:: STATED TASK ::
Repeat everything in the material exactly.

:: DATASET RECORDS ::
+++

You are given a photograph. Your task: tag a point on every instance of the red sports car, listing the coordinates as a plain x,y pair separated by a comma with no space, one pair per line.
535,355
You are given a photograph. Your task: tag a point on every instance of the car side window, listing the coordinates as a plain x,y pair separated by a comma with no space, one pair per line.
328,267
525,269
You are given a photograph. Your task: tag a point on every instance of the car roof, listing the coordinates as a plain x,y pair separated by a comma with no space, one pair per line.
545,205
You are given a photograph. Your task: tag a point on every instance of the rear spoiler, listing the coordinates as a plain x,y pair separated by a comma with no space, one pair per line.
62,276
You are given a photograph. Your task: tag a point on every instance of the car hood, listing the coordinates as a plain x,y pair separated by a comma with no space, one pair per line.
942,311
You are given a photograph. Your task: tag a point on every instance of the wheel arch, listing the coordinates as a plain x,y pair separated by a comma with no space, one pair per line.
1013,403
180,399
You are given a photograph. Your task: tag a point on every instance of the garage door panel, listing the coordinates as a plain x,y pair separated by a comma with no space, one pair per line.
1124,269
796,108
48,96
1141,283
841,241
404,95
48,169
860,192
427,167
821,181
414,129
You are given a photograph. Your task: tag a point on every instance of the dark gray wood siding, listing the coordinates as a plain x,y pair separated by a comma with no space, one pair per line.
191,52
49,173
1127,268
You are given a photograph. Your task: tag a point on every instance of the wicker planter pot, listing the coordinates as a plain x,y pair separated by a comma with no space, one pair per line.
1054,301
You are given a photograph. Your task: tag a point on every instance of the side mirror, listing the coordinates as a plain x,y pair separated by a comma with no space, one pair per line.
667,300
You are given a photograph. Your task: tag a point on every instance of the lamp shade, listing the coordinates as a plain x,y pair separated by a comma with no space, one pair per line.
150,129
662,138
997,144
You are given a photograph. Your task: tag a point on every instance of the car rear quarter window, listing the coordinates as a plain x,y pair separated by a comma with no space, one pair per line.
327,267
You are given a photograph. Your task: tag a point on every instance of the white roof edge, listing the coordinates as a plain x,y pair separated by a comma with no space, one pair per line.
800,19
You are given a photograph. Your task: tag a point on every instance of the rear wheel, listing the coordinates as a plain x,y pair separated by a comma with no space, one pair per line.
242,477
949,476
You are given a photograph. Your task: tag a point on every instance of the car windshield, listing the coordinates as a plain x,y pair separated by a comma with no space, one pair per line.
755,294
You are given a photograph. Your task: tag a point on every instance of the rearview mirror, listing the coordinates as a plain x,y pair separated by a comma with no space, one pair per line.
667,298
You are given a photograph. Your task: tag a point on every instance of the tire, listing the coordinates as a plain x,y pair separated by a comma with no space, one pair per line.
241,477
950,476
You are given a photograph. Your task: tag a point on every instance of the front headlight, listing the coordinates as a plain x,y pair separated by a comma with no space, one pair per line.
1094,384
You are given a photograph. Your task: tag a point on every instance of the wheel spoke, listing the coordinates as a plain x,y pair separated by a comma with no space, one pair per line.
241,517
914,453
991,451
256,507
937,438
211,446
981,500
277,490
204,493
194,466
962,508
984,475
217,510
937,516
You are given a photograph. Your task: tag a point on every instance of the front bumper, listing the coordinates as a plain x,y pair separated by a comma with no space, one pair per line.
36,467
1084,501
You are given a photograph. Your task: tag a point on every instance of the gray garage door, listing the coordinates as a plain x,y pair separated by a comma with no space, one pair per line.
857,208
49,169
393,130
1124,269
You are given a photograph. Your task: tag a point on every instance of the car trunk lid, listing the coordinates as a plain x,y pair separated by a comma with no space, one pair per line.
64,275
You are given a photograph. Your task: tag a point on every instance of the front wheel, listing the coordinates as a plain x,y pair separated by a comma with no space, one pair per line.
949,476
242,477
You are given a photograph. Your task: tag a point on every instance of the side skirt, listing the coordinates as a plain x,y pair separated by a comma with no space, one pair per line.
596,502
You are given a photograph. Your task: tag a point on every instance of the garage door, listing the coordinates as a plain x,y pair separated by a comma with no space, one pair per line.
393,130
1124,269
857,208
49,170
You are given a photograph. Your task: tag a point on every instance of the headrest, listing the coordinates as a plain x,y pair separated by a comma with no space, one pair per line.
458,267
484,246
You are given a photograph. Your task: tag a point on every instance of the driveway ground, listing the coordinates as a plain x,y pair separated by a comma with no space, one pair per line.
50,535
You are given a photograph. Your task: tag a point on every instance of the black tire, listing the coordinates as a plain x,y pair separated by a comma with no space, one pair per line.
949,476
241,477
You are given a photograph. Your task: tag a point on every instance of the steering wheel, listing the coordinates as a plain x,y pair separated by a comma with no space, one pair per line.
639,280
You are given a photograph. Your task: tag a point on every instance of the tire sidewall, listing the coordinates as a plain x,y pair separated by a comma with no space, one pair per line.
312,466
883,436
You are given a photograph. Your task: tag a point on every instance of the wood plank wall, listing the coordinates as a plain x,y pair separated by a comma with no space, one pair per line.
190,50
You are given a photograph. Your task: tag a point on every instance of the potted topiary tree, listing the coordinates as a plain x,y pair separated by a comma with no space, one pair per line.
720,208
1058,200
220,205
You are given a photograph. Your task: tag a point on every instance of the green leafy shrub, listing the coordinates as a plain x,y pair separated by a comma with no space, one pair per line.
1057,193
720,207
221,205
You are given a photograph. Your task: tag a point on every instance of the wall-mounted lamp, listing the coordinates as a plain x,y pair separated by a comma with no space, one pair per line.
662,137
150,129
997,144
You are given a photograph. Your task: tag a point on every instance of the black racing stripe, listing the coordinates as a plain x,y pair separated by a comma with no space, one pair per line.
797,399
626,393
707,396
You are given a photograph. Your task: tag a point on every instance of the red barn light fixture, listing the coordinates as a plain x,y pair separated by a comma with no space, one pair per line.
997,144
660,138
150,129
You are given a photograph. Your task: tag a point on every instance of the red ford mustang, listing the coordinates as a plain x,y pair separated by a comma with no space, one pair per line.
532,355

+++

:: FULL SOLUTION ::
You are given a photograph. Your task: tag a point on every instance of the red sports car, listing the coordinates as a plain x,y pair separated by a comma with no space, one pair per line.
535,355
You are given a photograph. Your task: tag a point on every instance of the car side window, listing the coordinates as a plain x,y pair separated by a comma with no space, one pair per line.
328,267
525,269
You are given a photograph. Your task: tag a point on every instance of the car roof, listing the coordinates as a plain x,y pair separated by a comma with no space, one pair per line.
545,205
You are given a photograph. Your task: tag a point on every instance of the rear spoiler, listing the coordinates as a plain x,y pair separated by a comma with no space, one pair per line.
62,276
You are given a photograph. Your task: tag a point on every instance of the car hood, listing the coordinates as a plain x,y pair separated by a comma with no space, one pair per line.
942,311
You are given a photograph. Your task: tag a point on every instance of the wheel arch, listing the coordinates as a plain x,y pair separated by a comma with no space, one pair per line.
1013,403
180,399
You are given a photograph. Your task: tag a point on every instance of the garage door panel, listing the coordinates as a plain x,y pair separated by a comma with no space, one pair per line.
1124,269
796,108
48,96
1141,283
841,241
404,95
48,169
860,192
427,167
821,181
414,129
You are given a photograph. Your task: tag a point on every instance of the dark gray wood siding, listing the coordinates as a plain x,y pair separated by a comma with no space, one pair per line.
191,52
49,173
1127,268
You are given a photograph. Your task: tag a point on every instance of the wicker planter pot, listing the coordinates as a plain x,y pair separated by a comma with no space, one pair per line.
1054,301
You are given a photograph. Your task: tag a point on every instance of the side mirror, listing the coordinates as a plain x,y pair separated by a comma with no space, one pair per line.
667,300
You are given a photograph. Your task: tag a point on every instance of the lamp shade, listing the coordinates as a plain x,y pair separated by a comma with no space, one pair per line.
150,129
662,138
997,144
You are given a photograph. Your task: tag a point on every instance of the car rear quarter window, listing the coordinates as a plain x,y pair separated by a comma with no space, one pair per line.
327,267
You are given a photograph. Your task: tag a point on every instance of the white roof edge, listing the coordinates as a plain x,y pair separated by a comma with no space, one pair per line.
800,19
You are given a photograph. Your task: tag a point on every instance of the rear wheel, listing the coordinates as a plain x,y pair separated by a comma with no space, one pair per line.
242,477
949,476
You are given a photograph. Your task: tag a point on every instance of the car windshield, listing the coordinates as a plain x,y pair separated by a comma with no space, one pair per line.
755,294
You are given a photograph. Your task: tag a point on every instance of the rearview mirror, listing the coordinates as a plain x,y pair separated by a comma with no space, one pair per line.
667,298
You are given a photograph. Your task: tag a point on every instance of the tire, listing the coordinates as a plain x,y pair separated by a comma with no space, one pair per line.
241,477
950,476
You are given a photograph. Your task: tag a point on every instance of the front headlight, listing the coordinates as a plain x,y pair separated by a comma with no space, one pair per line.
1094,384
You are given a photograph. Your task: tag a point on every instance of the wheel spoke, listing the coordinates as a plain x,y pair separated by a comma with no space, one pair per line.
241,517
914,453
991,451
256,507
937,438
211,446
981,500
277,490
204,493
194,466
962,508
984,475
217,510
937,516
You are given a photograph. Your task: tag a point on every instance of the front bumper, listing the coordinates as a plain x,y pair separated by a comma with no space, one pair per line.
36,467
1084,501
You are given a photograph. Your task: tag a point on every instance of the gray garage door, listing the coordinates as a plain x,y pair separated by a comma with no space, one pair per line.
857,208
49,169
393,130
1124,269
You are given a photograph. Your task: tag a point on every instance of the car trunk lid, listing the coordinates as a plain x,y pair separated by a comma with no space, one pair per line.
64,275
You are given a photograph. Your task: tag a point on every instance of the front wheel, listing the coordinates as a plain x,y pair separated by a comma with no space, one pair per line.
949,476
242,477
You are given a photograph. Your task: tag a point on every instance of the side skirt, listing the coordinates as a plain x,y pair separated by a comma with no space, one pair per line.
596,502
You are given a photograph. Your task: tag a point on every instance of the garage door, listing the coordinates as a plain x,y pair separated by a comma with no space, one pair per line.
393,130
1124,269
857,208
49,170
You are given a photograph. Your task: tag a point on every instance of the headrest, listing the coordinates as a plain x,y pair separated by a comma with no space, one pair per line.
458,267
484,246
You are given a photograph. Your task: tag a point on every instance of the driveway ground, listing the coordinates as a plain x,y pair separated by a comma with no space, one pair per line.
50,535
You are given a photograph. Your task: tag a point on every instance of the black tire, listing the coordinates as a plain x,y pair separated by a comma with no space, one pair per line.
949,476
241,477
You are given a photograph. Your task: tag a point on every instance of the steering wheel, listing the coordinates as a plain x,y pair separated by a comma with no space, one pair per line.
639,280
You are given a photograph. Your task: tag a point on every instance of the tire sidewall, listing the coordinates as a plain x,y pair separated by a comma with no space, one pair per line.
312,466
883,436
You are given a photograph. Your task: tag a point on every instance of the wood plank wall, listing the coordinates as a plain x,y pair separated by a comma with no space, one pair per line.
190,50
You are given a photograph. Your task: tag a point on every instance of the potted topiary tree, listing the coordinates as a plain x,y pair separated by a comma with no space, one pair per line.
720,208
1058,200
220,205
You are given a photograph. Your task: tag a point on every instance of the green leafy shrub, listing the coordinates as a plain x,y pair separated by a comma with no space, one pair per line.
1057,193
720,207
221,205
You are given a photograph. Your task: tag a point on every instance of the wall-mounted lamp, listing the coordinates as a plain x,y pair separated by a comma with no space, one pair per line.
662,137
150,129
997,144
You are given a photograph. Your task: tag a point on every instance of the black racing stripe, listing the coordinates as a plain x,y pair separated by a comma with no space, one pair per line.
797,399
626,393
707,396
You are given a photograph. Your task: tag a point on every instance of the red barn light fixture, listing the coordinates as a plain x,y pair separated by a comma with no space, one pair per line.
997,144
660,138
150,129
You are given a photograph. Your task: tag a point on every instance of the red ford mustang, listing the coordinates as a plain x,y pair separated by a comma with no space, one pair per line.
532,355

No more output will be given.